### Excerpt
A landscape of rusty tussock, cold misty sky, a corrugated-iron hut at the base of a hill.
(Photo: Peter Ryan)

Hunting legend Peter Ryan takes his son to stay in a back-country hut, and remembers a turning point 10 years prior.

This essay appears in Ryan’s new book Hunting Life: Moments of Truth. It describes a traumatic birth; please take care. 

Our son is 10 years old. If he wants to do something I let him give me a hard time; I want to know that he really means it. If he pushes enough, it happens.

He started out fishing, which is just hunting in water. It’s a fine thing for a boy, an entry into patience, technique and fieldcraft as well as the natural world. It’s also a great way to see whether a kid really has an interest of their own or is just trying to please you.

On this day, after much pleading, we’re at a remote hut on the South Island of New Zealand, a long way from anywhere. In a week you can expect to see not one human being. It’s far up a braided river, along a track that’s as rough as guts. Here at the top of the valley the mountains loom high overhead. Waterfalls cascade off the mountainside and fingers of beech forest stretch down almost to the valley floor.

One part of the track runs hard against a bluff on one side, with a 100-metre sheer drop on the other. I’ve stacked the truck so that he can’t see that part. He’d probably be okay with it, but if he were to tell his mother things might get more complicated than they need to be. He’s quiet, watching hard.

There are a few hundred private huts like this scattered across New Zealand. Unlike the huts on public land, they usually come into play when the musters of autumn mean days spent bringing the stock down from the high country. They’re not funded by taxpayers, but are part of life on a big working farm. The bottom line is that they can be a bit rundown, but always full of character and history.

The hut itself is a classic: corrugated iron, the proper old Bristol Crown stuff, chains across the front to stop stock from rubbing and making trouble.

Rusty old rabbit-traps hanging on a nail and a few cast antlers struck in the rafters. A pile of ringed beech and an axe stuck in a log, for once with no dings at the head of the handle. Farm boys can actually split wood properly. Water off a little bit of spouting on the roof, and an old-fashioned long-drop out back. Inside it’s lined against the cold, and there is a huge old fireplace with some empty beer bottles on the mantle. Four bunks, a hut book and a couple of 10-year-old magazines. That’s it. Jamie takes the pine bunk opposite me. We’re home.

### Your tasks
1. Reproduce word for word the passage of the hut essay between "He started out" and "to please you.", inclusive.
2. According to the hut essay, what material is the hut built from?

### Information shown
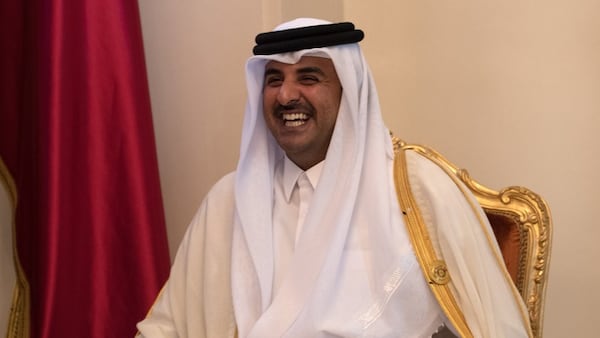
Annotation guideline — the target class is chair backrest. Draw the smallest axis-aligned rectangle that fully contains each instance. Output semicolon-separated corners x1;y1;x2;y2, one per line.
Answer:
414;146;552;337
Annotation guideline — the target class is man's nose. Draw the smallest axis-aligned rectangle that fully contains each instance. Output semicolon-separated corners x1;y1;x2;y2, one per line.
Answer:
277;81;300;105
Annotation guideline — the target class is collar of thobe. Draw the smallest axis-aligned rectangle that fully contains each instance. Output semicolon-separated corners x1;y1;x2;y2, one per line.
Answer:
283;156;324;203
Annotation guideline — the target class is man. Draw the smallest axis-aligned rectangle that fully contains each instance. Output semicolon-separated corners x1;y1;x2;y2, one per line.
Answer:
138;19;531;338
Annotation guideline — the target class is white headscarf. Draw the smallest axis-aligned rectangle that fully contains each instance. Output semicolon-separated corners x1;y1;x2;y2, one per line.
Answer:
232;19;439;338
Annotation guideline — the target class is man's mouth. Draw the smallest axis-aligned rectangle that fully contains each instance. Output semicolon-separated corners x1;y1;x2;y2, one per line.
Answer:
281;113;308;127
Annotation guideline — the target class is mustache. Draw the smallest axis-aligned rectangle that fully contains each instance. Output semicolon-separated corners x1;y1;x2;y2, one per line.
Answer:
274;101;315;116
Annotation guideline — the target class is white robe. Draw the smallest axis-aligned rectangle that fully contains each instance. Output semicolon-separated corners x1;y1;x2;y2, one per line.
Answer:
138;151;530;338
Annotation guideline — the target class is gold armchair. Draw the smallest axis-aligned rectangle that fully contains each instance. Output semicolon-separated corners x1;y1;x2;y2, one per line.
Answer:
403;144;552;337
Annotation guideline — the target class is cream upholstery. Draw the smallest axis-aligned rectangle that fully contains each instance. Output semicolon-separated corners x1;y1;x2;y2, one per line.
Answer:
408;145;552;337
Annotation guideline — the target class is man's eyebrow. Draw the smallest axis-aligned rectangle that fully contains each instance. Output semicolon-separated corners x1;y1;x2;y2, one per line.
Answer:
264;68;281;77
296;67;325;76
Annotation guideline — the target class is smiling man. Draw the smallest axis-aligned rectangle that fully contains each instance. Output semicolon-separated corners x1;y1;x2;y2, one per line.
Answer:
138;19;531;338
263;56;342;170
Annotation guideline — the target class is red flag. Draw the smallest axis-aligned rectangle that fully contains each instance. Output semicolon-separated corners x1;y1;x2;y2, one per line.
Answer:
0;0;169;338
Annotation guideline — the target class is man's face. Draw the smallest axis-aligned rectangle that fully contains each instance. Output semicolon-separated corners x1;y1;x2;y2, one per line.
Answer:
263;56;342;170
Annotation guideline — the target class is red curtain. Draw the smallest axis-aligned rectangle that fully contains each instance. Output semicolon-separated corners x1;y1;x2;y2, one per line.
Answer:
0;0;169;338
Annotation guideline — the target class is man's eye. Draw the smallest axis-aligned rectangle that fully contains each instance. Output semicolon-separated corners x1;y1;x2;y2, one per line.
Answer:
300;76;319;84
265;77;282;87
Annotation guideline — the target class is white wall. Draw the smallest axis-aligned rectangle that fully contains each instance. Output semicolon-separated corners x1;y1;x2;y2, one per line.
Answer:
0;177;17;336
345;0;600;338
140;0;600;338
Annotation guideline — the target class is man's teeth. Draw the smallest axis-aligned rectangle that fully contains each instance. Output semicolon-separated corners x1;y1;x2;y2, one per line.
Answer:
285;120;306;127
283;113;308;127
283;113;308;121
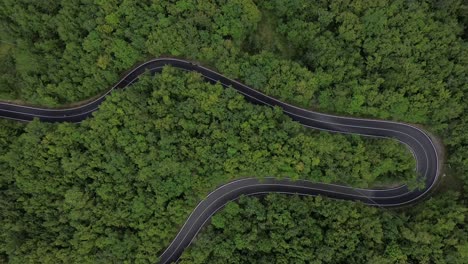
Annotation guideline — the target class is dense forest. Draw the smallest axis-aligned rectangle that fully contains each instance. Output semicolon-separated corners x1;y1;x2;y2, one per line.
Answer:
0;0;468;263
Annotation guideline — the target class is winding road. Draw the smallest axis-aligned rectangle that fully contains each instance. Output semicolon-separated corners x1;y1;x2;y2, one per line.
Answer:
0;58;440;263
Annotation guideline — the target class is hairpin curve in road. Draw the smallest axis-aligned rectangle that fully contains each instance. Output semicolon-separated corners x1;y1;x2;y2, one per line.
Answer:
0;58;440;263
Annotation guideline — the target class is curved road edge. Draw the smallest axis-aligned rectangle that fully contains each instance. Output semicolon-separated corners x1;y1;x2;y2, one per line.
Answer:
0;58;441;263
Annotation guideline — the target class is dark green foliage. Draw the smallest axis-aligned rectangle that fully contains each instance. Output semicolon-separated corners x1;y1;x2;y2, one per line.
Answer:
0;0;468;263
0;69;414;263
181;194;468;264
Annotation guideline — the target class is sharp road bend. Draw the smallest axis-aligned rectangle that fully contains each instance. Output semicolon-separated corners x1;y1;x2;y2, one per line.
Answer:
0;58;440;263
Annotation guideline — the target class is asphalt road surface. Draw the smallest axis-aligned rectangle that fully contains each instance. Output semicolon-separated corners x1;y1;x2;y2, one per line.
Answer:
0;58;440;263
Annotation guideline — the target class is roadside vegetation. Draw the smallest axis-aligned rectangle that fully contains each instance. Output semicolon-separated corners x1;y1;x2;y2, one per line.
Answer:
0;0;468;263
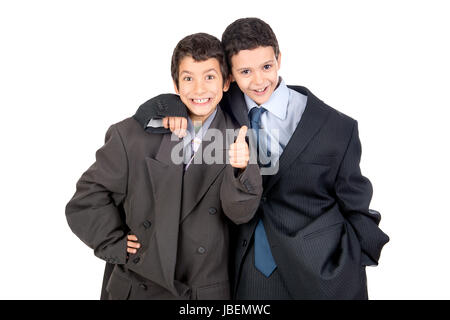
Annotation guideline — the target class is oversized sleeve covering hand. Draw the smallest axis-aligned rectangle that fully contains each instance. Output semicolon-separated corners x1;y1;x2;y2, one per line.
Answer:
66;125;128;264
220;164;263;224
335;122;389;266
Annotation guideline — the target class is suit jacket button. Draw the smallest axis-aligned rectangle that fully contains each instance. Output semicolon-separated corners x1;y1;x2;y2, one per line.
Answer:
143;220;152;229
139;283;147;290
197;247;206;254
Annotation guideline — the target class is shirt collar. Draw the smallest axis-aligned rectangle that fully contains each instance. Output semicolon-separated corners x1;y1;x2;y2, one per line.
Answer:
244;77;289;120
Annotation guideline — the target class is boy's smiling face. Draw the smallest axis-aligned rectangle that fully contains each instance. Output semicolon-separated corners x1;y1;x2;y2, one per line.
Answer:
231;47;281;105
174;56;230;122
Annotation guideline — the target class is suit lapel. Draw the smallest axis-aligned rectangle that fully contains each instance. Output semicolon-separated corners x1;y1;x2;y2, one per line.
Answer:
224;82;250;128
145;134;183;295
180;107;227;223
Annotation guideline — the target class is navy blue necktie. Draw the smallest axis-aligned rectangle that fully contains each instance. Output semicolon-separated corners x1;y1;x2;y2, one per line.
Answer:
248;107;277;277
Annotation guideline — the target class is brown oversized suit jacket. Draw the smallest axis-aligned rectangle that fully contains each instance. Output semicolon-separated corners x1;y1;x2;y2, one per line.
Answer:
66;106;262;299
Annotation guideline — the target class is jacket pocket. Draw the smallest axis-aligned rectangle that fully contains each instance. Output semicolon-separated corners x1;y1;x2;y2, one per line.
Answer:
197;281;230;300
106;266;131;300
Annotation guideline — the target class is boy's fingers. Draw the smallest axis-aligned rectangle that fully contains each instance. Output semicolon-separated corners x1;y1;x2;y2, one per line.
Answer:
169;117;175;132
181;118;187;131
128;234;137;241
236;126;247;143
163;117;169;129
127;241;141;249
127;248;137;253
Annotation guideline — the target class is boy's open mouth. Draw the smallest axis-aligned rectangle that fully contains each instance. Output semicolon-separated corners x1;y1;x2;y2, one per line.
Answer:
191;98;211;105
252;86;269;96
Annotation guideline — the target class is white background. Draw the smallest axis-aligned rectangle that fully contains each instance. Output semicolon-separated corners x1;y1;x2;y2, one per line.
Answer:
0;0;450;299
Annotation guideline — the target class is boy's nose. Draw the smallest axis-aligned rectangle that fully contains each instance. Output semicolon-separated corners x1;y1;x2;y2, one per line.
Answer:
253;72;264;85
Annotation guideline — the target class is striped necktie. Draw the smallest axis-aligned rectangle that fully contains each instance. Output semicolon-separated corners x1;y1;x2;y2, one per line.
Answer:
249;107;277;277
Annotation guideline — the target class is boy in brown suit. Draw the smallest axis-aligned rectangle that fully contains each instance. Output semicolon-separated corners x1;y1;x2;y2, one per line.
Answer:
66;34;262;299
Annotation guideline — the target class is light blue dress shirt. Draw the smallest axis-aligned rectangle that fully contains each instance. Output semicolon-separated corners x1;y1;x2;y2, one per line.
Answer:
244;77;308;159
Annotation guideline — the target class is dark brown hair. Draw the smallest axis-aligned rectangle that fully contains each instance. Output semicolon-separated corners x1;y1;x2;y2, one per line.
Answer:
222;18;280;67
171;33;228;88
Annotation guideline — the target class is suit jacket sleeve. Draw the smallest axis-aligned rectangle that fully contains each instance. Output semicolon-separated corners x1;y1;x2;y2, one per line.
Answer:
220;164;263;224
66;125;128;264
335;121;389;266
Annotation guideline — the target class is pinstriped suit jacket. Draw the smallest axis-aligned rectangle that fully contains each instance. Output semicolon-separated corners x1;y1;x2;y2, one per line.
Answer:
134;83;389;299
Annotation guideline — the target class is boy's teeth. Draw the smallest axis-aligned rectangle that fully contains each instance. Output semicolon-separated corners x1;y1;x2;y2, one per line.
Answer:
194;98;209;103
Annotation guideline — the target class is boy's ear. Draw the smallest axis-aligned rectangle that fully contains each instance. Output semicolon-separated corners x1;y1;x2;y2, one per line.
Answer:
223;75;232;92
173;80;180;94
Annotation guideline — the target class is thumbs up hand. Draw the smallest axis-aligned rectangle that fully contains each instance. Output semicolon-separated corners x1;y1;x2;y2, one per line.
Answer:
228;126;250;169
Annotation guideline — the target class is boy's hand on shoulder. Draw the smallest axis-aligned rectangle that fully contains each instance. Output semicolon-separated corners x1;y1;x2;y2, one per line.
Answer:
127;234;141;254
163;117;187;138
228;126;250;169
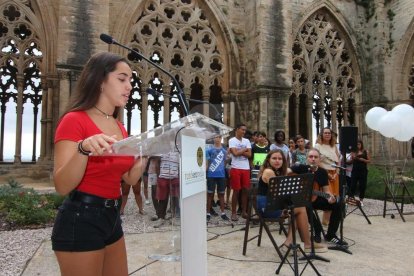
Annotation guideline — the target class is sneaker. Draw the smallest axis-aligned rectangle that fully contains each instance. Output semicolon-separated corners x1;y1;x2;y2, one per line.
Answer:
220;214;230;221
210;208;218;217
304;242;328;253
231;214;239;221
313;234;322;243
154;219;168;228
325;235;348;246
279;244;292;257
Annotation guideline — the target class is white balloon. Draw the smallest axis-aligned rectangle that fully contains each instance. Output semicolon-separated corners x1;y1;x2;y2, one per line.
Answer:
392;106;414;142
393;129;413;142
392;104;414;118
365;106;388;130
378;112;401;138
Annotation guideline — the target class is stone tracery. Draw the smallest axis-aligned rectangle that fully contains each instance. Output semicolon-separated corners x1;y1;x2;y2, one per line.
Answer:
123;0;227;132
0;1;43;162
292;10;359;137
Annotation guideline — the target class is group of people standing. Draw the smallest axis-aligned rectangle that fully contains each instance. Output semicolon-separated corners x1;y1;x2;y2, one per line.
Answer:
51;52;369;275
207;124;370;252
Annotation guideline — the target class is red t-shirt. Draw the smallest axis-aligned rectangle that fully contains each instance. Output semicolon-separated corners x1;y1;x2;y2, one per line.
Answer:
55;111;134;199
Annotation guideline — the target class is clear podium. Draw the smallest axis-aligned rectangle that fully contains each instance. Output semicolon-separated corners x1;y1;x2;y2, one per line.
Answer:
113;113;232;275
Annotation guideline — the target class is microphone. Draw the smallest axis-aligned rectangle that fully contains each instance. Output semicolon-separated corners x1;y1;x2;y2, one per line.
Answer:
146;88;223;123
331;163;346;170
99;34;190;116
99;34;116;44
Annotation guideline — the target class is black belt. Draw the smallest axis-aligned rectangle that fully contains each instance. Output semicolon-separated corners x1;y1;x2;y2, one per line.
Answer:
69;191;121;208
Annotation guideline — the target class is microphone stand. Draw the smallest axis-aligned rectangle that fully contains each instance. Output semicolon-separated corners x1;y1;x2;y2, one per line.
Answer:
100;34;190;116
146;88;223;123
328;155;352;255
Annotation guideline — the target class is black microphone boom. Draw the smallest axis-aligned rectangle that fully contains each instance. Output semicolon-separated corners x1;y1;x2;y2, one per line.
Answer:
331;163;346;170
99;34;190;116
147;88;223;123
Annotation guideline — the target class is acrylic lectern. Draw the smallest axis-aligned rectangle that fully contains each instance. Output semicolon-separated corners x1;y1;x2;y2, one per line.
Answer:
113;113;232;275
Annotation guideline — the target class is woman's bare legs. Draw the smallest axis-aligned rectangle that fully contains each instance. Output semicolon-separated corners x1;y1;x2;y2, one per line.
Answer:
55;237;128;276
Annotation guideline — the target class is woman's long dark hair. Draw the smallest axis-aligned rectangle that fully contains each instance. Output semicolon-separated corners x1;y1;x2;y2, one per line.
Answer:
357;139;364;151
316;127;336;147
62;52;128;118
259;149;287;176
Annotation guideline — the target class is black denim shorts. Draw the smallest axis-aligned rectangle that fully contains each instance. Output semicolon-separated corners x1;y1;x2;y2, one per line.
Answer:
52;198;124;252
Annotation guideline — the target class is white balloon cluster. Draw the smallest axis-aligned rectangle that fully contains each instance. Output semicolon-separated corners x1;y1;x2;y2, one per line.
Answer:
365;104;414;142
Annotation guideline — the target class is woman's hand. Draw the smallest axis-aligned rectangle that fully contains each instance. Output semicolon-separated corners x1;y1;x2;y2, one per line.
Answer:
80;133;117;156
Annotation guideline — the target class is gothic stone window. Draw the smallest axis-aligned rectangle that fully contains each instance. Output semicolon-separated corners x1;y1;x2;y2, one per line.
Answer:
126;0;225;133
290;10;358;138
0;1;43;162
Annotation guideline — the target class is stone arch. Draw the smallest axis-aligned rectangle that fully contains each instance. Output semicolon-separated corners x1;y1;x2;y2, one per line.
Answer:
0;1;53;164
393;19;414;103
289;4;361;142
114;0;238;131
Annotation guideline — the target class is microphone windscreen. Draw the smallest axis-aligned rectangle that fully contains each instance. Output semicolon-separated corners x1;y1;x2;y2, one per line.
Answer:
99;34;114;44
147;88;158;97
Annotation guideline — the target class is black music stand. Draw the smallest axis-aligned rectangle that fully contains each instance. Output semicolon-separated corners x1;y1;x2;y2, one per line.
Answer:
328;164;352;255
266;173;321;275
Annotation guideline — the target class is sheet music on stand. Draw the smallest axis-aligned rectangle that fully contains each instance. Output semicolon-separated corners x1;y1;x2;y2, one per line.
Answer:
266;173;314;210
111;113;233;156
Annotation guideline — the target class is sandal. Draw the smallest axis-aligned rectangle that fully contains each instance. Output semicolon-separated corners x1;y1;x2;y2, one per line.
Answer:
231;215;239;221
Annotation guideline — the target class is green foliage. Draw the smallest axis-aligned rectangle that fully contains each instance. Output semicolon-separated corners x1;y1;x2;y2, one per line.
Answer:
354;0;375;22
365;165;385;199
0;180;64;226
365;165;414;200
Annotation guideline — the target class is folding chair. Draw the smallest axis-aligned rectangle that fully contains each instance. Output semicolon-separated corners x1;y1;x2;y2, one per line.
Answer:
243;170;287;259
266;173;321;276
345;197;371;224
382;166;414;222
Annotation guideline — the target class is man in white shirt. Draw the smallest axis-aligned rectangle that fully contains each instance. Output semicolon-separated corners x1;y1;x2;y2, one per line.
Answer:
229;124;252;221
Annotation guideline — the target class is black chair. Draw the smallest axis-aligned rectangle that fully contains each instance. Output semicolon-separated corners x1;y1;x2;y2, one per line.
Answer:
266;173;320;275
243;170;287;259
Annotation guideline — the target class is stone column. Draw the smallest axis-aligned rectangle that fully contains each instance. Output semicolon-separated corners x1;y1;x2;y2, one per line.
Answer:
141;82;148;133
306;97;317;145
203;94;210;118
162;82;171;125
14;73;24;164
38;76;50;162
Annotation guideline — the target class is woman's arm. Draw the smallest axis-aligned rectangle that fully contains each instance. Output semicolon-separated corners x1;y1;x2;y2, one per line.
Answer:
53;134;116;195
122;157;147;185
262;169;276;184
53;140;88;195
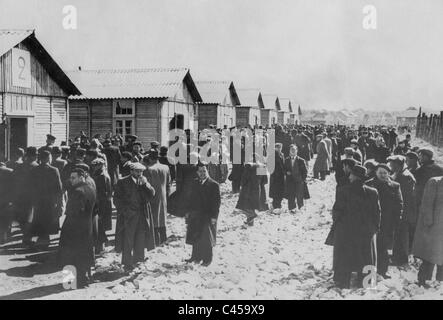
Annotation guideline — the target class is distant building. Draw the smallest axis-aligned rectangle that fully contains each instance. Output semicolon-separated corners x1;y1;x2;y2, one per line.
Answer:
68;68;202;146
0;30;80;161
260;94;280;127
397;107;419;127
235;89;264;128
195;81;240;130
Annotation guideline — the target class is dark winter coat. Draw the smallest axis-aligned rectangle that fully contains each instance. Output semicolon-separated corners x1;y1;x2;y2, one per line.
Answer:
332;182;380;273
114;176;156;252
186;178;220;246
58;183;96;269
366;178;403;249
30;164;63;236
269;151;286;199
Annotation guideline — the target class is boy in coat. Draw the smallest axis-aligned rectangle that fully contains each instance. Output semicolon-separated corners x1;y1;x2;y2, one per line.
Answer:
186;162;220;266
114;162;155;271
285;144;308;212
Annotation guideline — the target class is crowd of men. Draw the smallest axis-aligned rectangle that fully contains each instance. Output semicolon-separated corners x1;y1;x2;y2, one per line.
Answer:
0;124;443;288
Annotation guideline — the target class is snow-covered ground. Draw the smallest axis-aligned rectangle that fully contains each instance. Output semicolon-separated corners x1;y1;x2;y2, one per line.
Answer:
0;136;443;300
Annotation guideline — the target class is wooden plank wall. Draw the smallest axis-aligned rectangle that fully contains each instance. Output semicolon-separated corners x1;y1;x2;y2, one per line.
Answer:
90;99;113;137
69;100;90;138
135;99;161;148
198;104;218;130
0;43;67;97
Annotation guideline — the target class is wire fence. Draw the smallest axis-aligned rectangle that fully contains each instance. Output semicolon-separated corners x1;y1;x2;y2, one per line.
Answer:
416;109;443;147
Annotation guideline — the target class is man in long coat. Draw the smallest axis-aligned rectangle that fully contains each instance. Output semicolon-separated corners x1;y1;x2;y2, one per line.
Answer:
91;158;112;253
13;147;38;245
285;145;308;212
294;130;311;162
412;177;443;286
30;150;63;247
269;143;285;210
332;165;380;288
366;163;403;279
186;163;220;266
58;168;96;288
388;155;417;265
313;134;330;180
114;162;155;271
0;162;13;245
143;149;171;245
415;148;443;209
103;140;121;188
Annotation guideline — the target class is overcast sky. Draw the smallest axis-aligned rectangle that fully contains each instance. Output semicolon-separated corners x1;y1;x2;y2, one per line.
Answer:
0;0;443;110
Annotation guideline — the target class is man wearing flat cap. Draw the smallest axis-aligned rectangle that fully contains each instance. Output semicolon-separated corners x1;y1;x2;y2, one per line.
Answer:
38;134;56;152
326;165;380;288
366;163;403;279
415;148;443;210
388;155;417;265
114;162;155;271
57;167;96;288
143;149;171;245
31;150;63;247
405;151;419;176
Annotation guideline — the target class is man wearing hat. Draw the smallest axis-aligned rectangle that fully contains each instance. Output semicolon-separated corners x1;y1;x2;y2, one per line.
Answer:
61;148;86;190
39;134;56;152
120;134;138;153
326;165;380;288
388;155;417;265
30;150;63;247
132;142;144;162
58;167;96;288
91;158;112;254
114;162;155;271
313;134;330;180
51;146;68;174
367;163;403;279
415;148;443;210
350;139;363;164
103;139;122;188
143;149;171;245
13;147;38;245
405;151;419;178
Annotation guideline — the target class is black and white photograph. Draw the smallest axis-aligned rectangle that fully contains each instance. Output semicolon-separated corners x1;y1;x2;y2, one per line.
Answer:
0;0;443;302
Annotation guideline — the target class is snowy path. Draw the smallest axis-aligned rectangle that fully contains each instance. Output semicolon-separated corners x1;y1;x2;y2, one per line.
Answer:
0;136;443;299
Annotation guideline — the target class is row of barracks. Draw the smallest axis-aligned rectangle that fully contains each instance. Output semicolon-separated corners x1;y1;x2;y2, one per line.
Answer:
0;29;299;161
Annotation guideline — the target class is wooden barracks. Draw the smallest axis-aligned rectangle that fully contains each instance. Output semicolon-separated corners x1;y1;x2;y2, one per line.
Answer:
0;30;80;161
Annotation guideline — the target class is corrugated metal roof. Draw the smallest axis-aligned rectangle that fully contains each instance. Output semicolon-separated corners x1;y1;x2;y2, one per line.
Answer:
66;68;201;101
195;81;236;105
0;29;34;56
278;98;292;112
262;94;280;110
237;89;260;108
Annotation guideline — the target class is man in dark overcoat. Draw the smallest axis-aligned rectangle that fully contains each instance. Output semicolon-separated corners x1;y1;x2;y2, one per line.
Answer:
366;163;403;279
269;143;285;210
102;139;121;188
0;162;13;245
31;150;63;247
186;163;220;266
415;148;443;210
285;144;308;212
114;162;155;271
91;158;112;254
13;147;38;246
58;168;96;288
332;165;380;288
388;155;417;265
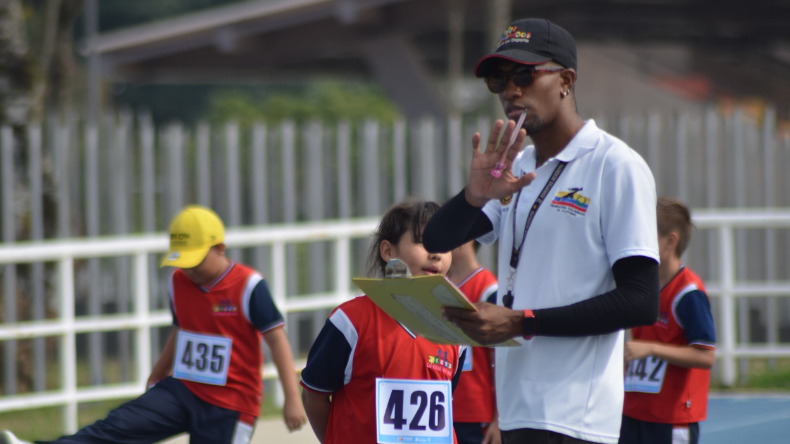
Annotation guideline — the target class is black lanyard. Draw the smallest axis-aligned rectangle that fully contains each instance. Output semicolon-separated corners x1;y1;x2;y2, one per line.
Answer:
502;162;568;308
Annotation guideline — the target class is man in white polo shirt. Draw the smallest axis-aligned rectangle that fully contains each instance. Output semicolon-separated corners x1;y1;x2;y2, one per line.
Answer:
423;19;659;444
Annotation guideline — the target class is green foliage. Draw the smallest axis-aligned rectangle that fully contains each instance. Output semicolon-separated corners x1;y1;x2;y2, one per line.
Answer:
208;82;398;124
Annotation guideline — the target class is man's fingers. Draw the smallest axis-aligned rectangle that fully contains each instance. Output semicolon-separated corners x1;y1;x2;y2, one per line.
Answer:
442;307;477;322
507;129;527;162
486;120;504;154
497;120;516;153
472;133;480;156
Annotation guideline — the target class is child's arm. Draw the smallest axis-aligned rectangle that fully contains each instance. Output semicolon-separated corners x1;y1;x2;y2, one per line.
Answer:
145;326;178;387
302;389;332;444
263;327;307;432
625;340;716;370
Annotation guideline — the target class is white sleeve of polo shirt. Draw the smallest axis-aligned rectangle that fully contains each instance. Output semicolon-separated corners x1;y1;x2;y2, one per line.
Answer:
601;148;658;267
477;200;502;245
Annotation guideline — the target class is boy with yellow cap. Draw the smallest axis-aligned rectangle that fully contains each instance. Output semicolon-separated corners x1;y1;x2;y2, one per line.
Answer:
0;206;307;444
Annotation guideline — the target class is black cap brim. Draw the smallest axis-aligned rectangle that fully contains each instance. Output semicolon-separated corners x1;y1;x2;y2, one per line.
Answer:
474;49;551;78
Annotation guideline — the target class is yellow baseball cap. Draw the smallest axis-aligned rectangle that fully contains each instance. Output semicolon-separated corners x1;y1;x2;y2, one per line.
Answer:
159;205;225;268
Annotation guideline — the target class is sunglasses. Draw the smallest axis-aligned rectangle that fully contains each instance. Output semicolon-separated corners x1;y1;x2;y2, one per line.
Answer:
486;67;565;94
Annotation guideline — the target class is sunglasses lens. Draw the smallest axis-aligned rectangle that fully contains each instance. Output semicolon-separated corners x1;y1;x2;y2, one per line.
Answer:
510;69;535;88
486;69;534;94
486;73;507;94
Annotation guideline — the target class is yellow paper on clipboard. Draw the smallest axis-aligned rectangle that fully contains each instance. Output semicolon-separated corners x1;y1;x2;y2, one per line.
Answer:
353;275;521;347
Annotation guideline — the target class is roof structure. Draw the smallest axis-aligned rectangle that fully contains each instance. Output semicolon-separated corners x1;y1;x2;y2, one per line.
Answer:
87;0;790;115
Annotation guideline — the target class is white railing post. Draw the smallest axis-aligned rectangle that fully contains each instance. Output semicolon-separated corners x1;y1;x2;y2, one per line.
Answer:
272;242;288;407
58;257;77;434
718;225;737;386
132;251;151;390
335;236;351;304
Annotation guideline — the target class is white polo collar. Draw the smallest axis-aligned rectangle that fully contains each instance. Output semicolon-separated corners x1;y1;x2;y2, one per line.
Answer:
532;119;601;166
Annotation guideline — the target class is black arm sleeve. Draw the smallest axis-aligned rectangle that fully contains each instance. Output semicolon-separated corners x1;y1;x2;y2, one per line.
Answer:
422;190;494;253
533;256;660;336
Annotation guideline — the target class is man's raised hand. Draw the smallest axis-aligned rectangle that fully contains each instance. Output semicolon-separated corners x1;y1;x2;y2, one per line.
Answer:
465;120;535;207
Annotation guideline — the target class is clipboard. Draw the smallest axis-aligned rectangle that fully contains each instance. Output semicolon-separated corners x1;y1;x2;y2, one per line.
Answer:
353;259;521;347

### Task solutions
1.
He started out fishing, which is just hunting in water. It’s a fine thing for a boy, an entry into patience, technique and fieldcraft as well as the natural world. It’s also a great way to see whether a kid really has an interest of their own or is just trying to please you.

2. Corrugated iron of the old Bristol Crown kind.